El derecho se erige en elemento por el que transcurre el “quehacer cotidiano” y sus certezas, por ello se le concibe como instrumento a través del cual se logran los “consensos” respecto a las transformaciones a realizar; al mismo tiempo, la ley —en la afirmación salinista— integra las tradiciones con el cambio, la modernización. Con ello, el derecho, que es una forma racional de imposición, de coerción, adquiere un sentido positivo en el discurso salinista al concebirlo como instrumento de transformación y expresión del consenso. Respecto a la educación, el discurso salinista inicia una justificación de la manera en que emprendería sus reformas, pues presenta su propuesta apelando a las demandas de la población; así, afirma: [...] a lo largo del recorrido que he hecho en toda la Nación, la demanda persistente en materia educativa ya no es por educación primaria: la petición es por educación secundaria y tecnológica. Ahí está la prueba, en la voz del pueblo mexicano, de que se cumplió con el reclamo en materia educativa y daremos pasos decididos para continuar avanzando (Salinas de Gortari, 1988: 6).

Lo que se pide 1: Presenta como tabla Markdown, con las columnas «N.º» y «Línea», las líneas del listado de abajo que van desde la que contiene "Where can the white" hasta el final del listado, ambas incluidas. Deja fuera las líneas en blanco.
El fragmento y el listado son materiales independientes entre sí.

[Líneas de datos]
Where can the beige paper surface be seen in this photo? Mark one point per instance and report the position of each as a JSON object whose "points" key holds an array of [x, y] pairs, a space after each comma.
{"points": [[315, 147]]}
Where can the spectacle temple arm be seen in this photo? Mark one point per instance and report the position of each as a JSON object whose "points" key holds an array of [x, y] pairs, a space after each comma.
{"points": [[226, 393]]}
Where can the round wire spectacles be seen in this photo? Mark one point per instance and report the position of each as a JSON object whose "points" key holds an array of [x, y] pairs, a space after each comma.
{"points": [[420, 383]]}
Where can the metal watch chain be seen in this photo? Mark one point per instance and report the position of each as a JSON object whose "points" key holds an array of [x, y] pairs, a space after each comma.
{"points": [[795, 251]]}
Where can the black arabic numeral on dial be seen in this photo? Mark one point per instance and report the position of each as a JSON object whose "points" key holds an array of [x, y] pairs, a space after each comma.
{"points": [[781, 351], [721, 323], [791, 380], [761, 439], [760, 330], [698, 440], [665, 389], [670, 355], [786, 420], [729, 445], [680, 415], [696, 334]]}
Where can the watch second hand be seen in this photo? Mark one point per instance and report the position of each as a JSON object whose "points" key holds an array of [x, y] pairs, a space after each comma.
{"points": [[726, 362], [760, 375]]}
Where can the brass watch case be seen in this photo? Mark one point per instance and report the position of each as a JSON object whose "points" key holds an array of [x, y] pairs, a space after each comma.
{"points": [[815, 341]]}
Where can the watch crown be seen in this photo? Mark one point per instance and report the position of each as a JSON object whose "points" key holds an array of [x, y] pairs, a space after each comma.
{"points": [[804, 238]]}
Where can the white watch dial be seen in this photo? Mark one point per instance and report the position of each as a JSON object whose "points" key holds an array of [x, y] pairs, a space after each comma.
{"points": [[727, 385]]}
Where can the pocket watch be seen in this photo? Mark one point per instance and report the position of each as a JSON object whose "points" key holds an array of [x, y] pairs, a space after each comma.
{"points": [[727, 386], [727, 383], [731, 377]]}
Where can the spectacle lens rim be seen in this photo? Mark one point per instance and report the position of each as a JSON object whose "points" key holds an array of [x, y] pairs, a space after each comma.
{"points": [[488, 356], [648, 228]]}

Lo que se pide 2: Según el fragmento, ¿qué petición en materia educativa persiste ahora en lugar de la educación primaria?

Respuesta completa 1:
| N.º | Línea |
|---|---|
| 1 | Where can the white watch dial be seen in this photo? Mark one point per instance and report the position of each as a JSON object whose "points" key holds an array of [x, y] pairs, a space after each comma. |
| 2 | {"points": [[727, 385]]} |
| 3 | Where can the pocket watch be seen in this photo? Mark one point per instance and report the position of each as a JSON object whose "points" key holds an array of [x, y] pairs, a space after each comma. |
| 4 | {"points": [[727, 386], [727, 383], [731, 377]]} |
| 5 | Where can the spectacle lens rim be seen in this photo? Mark one point per instance and report the position of each as a JSON object whose "points" key holds an array of [x, y] pairs, a space after each comma. |
| 6 | {"points": [[488, 356], [648, 228]]} |

Respuesta completa 2: La educación secundaria y tecnológica.